━━━ Extracted records ━━━
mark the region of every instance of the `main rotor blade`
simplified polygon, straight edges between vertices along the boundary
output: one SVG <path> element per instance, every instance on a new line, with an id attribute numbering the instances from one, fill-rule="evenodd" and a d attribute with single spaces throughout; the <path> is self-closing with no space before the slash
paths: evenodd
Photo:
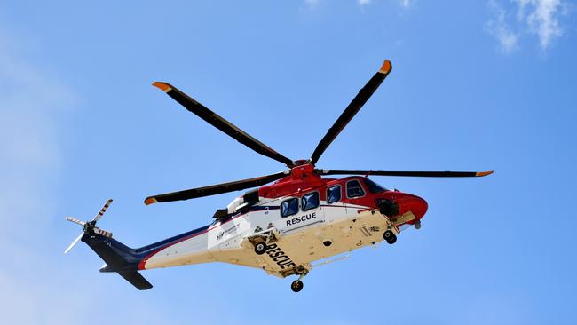
<path id="1" fill-rule="evenodd" d="M 77 218 L 72 218 L 72 217 L 67 217 L 67 218 L 65 218 L 65 219 L 67 221 L 74 222 L 75 224 L 80 225 L 82 226 L 84 226 L 84 224 L 86 224 L 86 222 L 82 221 L 82 220 L 78 220 Z"/>
<path id="2" fill-rule="evenodd" d="M 319 170 L 320 175 L 375 175 L 416 178 L 474 178 L 493 174 L 489 171 L 384 171 L 384 170 Z"/>
<path id="3" fill-rule="evenodd" d="M 70 244 L 70 246 L 68 246 L 67 249 L 66 249 L 66 250 L 64 251 L 64 254 L 67 254 L 67 252 L 69 252 L 70 250 L 72 250 L 72 248 L 75 247 L 76 242 L 78 242 L 78 241 L 80 241 L 80 239 L 83 238 L 83 235 L 84 235 L 84 232 L 80 233 L 80 235 L 78 237 L 76 237 L 76 239 L 75 239 L 74 242 L 72 242 L 72 243 Z"/>
<path id="4" fill-rule="evenodd" d="M 281 162 L 288 167 L 294 166 L 295 162 L 292 160 L 277 153 L 276 151 L 273 150 L 270 147 L 265 145 L 264 143 L 251 137 L 244 131 L 236 127 L 236 125 L 226 121 L 222 116 L 219 116 L 213 111 L 204 107 L 202 104 L 188 97 L 188 95 L 180 91 L 173 85 L 166 83 L 160 83 L 160 82 L 154 82 L 153 85 L 158 87 L 160 90 L 166 92 L 174 100 L 178 101 L 180 105 L 185 107 L 185 108 L 186 108 L 189 112 L 196 115 L 200 118 L 210 123 L 215 128 L 228 134 L 230 137 L 241 142 L 241 144 L 247 146 L 252 150 L 257 152 L 260 155 L 265 155 L 269 158 L 273 158 L 278 162 Z"/>
<path id="5" fill-rule="evenodd" d="M 219 194 L 222 193 L 228 193 L 233 191 L 239 191 L 245 188 L 260 186 L 272 181 L 281 179 L 288 175 L 286 171 L 277 172 L 276 174 L 261 176 L 254 178 L 241 179 L 229 183 L 211 185 L 209 186 L 191 188 L 185 191 L 167 193 L 164 194 L 158 194 L 148 196 L 145 199 L 145 204 L 152 204 L 156 202 L 165 202 L 172 201 L 195 199 L 197 197 L 209 196 Z"/>
<path id="6" fill-rule="evenodd" d="M 314 152 L 312 153 L 312 155 L 311 156 L 310 162 L 312 164 L 315 164 L 318 161 L 319 158 L 320 158 L 320 155 L 322 153 L 327 150 L 328 146 L 333 142 L 333 140 L 338 136 L 338 134 L 344 129 L 346 124 L 351 122 L 352 117 L 360 110 L 360 108 L 365 105 L 367 100 L 373 95 L 375 91 L 379 87 L 381 83 L 384 80 L 384 78 L 389 75 L 389 73 L 392 69 L 392 66 L 391 65 L 391 61 L 385 60 L 384 63 L 383 63 L 383 67 L 381 67 L 381 69 L 373 75 L 373 77 L 365 84 L 365 86 L 359 91 L 359 93 L 357 96 L 352 99 L 351 104 L 344 109 L 343 114 L 336 119 L 336 122 L 335 122 L 335 124 L 328 129 L 328 131 L 327 131 L 327 134 L 322 138 L 320 142 L 317 145 L 317 147 L 314 149 Z"/>

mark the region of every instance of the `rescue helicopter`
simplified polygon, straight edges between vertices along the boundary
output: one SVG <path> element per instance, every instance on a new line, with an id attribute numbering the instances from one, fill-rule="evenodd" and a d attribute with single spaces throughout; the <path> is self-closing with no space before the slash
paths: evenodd
<path id="1" fill-rule="evenodd" d="M 467 178 L 493 171 L 334 170 L 317 168 L 328 146 L 360 110 L 391 71 L 381 68 L 320 139 L 309 159 L 292 160 L 251 137 L 178 88 L 153 84 L 186 109 L 258 154 L 288 167 L 277 173 L 146 197 L 148 204 L 189 200 L 250 189 L 218 209 L 205 226 L 140 248 L 130 248 L 96 226 L 112 200 L 90 221 L 67 217 L 83 226 L 68 246 L 84 242 L 105 262 L 100 272 L 115 272 L 138 289 L 152 285 L 140 271 L 192 264 L 223 262 L 250 266 L 281 278 L 297 276 L 290 288 L 298 292 L 303 277 L 336 256 L 375 245 L 393 244 L 399 233 L 421 227 L 428 205 L 423 198 L 386 189 L 368 176 Z M 326 178 L 346 175 L 343 178 Z M 271 184 L 272 183 L 272 184 Z M 313 264 L 314 262 L 323 261 Z"/>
━━━
Job:
Copy out each entry above word for word, leaving out the pictures.

Answer in full:
mark the region of every instance of the `main rotor blade`
simplified polygon, straight edges between vertices along the boundary
output: one SVG <path> element per instance, every instance on a new line, with an id attribute numbering the instances from one, fill-rule="evenodd" and a d attribute with single spaces throughout; the <path> is self-closing with no space before the slash
paths: evenodd
Photo:
<path id="1" fill-rule="evenodd" d="M 77 218 L 72 218 L 72 217 L 67 217 L 67 218 L 65 218 L 65 219 L 67 221 L 74 222 L 75 224 L 80 225 L 82 226 L 84 226 L 84 224 L 86 224 L 86 222 L 82 221 L 82 220 L 78 220 Z"/>
<path id="2" fill-rule="evenodd" d="M 319 170 L 320 175 L 375 175 L 416 178 L 474 178 L 493 174 L 489 171 L 384 171 L 384 170 Z"/>
<path id="3" fill-rule="evenodd" d="M 70 244 L 70 246 L 68 246 L 67 249 L 66 249 L 66 250 L 64 251 L 64 254 L 67 254 L 67 252 L 69 252 L 70 250 L 72 250 L 72 248 L 75 247 L 76 242 L 78 242 L 78 241 L 80 241 L 80 239 L 83 238 L 83 235 L 84 235 L 84 232 L 80 233 L 80 235 L 78 237 L 76 237 L 76 239 L 75 239 L 74 242 L 72 242 L 72 243 Z"/>
<path id="4" fill-rule="evenodd" d="M 281 162 L 288 167 L 294 166 L 295 162 L 292 160 L 277 153 L 276 151 L 273 150 L 270 147 L 265 145 L 264 143 L 251 137 L 244 131 L 236 127 L 236 125 L 226 121 L 222 116 L 219 116 L 213 111 L 204 107 L 202 104 L 188 97 L 188 95 L 180 91 L 173 85 L 166 83 L 160 83 L 160 82 L 154 82 L 153 85 L 158 87 L 160 90 L 166 92 L 174 100 L 178 101 L 180 105 L 185 107 L 185 108 L 186 108 L 189 112 L 196 115 L 200 118 L 210 123 L 215 128 L 228 134 L 230 137 L 241 142 L 241 144 L 247 146 L 252 150 L 257 152 L 260 155 L 265 155 L 269 158 L 273 158 L 278 162 Z"/>
<path id="5" fill-rule="evenodd" d="M 219 194 L 222 193 L 228 193 L 233 191 L 239 191 L 245 188 L 260 186 L 272 181 L 281 179 L 288 175 L 286 171 L 277 172 L 276 174 L 261 176 L 254 178 L 241 179 L 229 183 L 211 185 L 209 186 L 191 188 L 185 191 L 167 193 L 164 194 L 158 194 L 148 196 L 145 199 L 145 204 L 152 204 L 156 202 L 165 202 L 172 201 L 195 199 L 197 197 L 209 196 Z"/>
<path id="6" fill-rule="evenodd" d="M 314 152 L 312 153 L 312 155 L 311 156 L 310 162 L 312 164 L 315 164 L 318 161 L 319 158 L 320 158 L 320 155 L 322 153 L 327 150 L 328 146 L 333 142 L 333 140 L 338 136 L 338 134 L 344 129 L 346 124 L 351 122 L 352 117 L 360 110 L 360 108 L 365 105 L 367 100 L 373 95 L 375 91 L 379 87 L 381 83 L 384 80 L 384 78 L 389 75 L 389 73 L 392 69 L 392 66 L 391 65 L 391 61 L 385 60 L 384 63 L 383 63 L 383 67 L 381 67 L 381 69 L 373 75 L 373 77 L 365 84 L 365 86 L 359 91 L 359 93 L 357 96 L 352 99 L 351 104 L 344 109 L 343 114 L 336 119 L 336 122 L 335 122 L 335 124 L 328 129 L 328 131 L 327 131 L 327 134 L 322 138 L 320 142 L 317 145 L 317 147 L 314 149 Z"/>

mark the region of every instance of the `rescue helicopter`
simplified polygon, straight edges between vertices along the boundary
output: one SVG <path> element per instance, every instance on a new line, with an id attribute numbering the instances from one, fill-rule="evenodd" and a d attribute with single spaces throughout; the <path> is self-closing with no space before the slash
paths: evenodd
<path id="1" fill-rule="evenodd" d="M 467 178 L 493 171 L 334 170 L 317 168 L 328 146 L 360 110 L 391 71 L 381 68 L 320 139 L 309 159 L 292 160 L 251 137 L 178 88 L 153 84 L 186 109 L 258 154 L 288 167 L 277 173 L 146 197 L 148 204 L 189 200 L 250 189 L 218 209 L 205 226 L 140 248 L 130 248 L 96 226 L 112 200 L 90 221 L 67 217 L 83 226 L 68 246 L 84 242 L 105 262 L 100 272 L 115 272 L 138 289 L 152 285 L 140 271 L 192 264 L 223 262 L 250 266 L 281 278 L 297 276 L 290 288 L 298 292 L 303 277 L 336 256 L 375 245 L 393 244 L 399 233 L 421 227 L 428 205 L 423 198 L 386 189 L 368 176 Z M 326 178 L 346 175 L 343 178 Z M 271 184 L 272 183 L 272 184 Z M 313 264 L 314 262 L 323 261 Z"/>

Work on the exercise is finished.